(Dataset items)
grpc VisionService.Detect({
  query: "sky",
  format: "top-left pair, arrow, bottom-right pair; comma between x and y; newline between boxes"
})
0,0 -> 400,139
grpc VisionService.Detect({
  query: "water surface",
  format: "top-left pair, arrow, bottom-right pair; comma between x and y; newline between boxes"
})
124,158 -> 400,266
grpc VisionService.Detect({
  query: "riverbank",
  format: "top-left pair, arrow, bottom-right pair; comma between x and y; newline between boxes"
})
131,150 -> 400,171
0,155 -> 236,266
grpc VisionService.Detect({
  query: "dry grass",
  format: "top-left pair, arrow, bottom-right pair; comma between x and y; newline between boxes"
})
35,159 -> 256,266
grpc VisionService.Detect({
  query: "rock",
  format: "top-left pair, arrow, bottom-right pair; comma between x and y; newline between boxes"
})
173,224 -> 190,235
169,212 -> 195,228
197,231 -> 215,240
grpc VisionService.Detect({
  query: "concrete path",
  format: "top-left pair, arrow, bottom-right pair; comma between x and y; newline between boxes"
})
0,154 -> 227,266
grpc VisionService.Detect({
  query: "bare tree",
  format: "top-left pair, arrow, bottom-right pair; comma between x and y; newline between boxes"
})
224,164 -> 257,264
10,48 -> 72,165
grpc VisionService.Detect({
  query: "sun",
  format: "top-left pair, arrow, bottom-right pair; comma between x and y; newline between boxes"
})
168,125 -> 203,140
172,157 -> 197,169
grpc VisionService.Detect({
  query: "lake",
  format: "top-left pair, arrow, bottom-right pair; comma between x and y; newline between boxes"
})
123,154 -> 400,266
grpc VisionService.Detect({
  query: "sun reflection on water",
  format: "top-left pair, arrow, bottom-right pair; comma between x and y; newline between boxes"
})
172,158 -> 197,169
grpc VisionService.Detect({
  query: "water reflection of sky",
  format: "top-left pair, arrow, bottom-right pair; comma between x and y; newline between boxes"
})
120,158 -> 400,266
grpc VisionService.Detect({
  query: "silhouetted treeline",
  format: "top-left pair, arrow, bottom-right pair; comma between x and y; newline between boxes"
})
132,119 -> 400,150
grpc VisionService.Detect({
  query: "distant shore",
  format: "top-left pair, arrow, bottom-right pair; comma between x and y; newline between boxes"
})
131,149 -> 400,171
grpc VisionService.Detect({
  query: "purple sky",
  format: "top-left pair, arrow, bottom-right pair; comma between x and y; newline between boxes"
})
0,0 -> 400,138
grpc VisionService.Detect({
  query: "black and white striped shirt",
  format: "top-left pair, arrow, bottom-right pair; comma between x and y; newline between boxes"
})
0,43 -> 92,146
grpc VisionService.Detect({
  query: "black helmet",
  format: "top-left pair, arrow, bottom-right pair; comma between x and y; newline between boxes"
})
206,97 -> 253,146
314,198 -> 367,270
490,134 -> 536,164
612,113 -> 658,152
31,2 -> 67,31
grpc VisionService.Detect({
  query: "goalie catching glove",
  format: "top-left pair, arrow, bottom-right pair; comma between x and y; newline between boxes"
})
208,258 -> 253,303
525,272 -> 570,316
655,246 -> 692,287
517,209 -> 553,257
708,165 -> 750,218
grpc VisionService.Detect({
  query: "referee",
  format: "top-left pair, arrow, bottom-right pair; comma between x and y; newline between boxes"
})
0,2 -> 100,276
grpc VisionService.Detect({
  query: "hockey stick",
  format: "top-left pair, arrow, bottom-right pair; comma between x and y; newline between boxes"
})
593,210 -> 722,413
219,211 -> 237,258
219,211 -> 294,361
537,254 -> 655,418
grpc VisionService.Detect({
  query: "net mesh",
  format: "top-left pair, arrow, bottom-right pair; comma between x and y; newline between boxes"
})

__The exercise__
Put the lines from the start of the records through the line with "0,154 -> 227,266" into a Markdown table with the columns Row and Line. Leave out any blank lines.

__Task answer__
| Row | Line |
|---|---|
| 1 | grpc VisionService.Detect({ |
| 2 |   query: "sky", |
| 3 |   format: "top-left pair, arrow, bottom-right pair; comma between x and y; newline between boxes" |
| 4 | }) |
| 5 | 0,0 -> 400,139 |
| 6 | grpc VisionService.Detect({ |
| 7 |   query: "water surface", |
| 8 |   format: "top-left pair, arrow, bottom-right pair; comma between x and y; newline between boxes" |
| 9 | }) |
| 10 | 124,158 -> 400,266 |
| 11 | grpc VisionService.Detect({ |
| 12 |   query: "riverbank", |
| 13 |   format: "top-left pair, arrow, bottom-right pair; comma between x and y; newline between boxes" |
| 14 | }) |
| 15 | 131,150 -> 400,171 |
| 16 | 0,155 -> 236,266 |
| 17 | grpc VisionService.Detect({ |
| 18 |   query: "dry grass", |
| 19 |   format: "top-left pair, arrow, bottom-right pair; comma between x and y; newline between boxes" |
| 20 | }) |
| 21 | 35,159 -> 256,266 |
| 22 | grpc VisionService.Detect({ |
| 23 |   query: "rock", |
| 24 |   format: "top-left pair, arrow, bottom-right pair; comma between x and y; newline between boxes" |
| 25 | }) |
| 26 | 173,224 -> 190,235 |
| 27 | 169,212 -> 195,228 |
| 28 | 197,231 -> 215,240 |
| 29 | grpc VisionService.Detect({ |
| 30 |   query: "concrete path", |
| 31 |   format: "top-left pair, arrow, bottom-right pair; comma between x and y; newline between boxes" |
| 32 | }) |
| 33 | 0,154 -> 227,266 |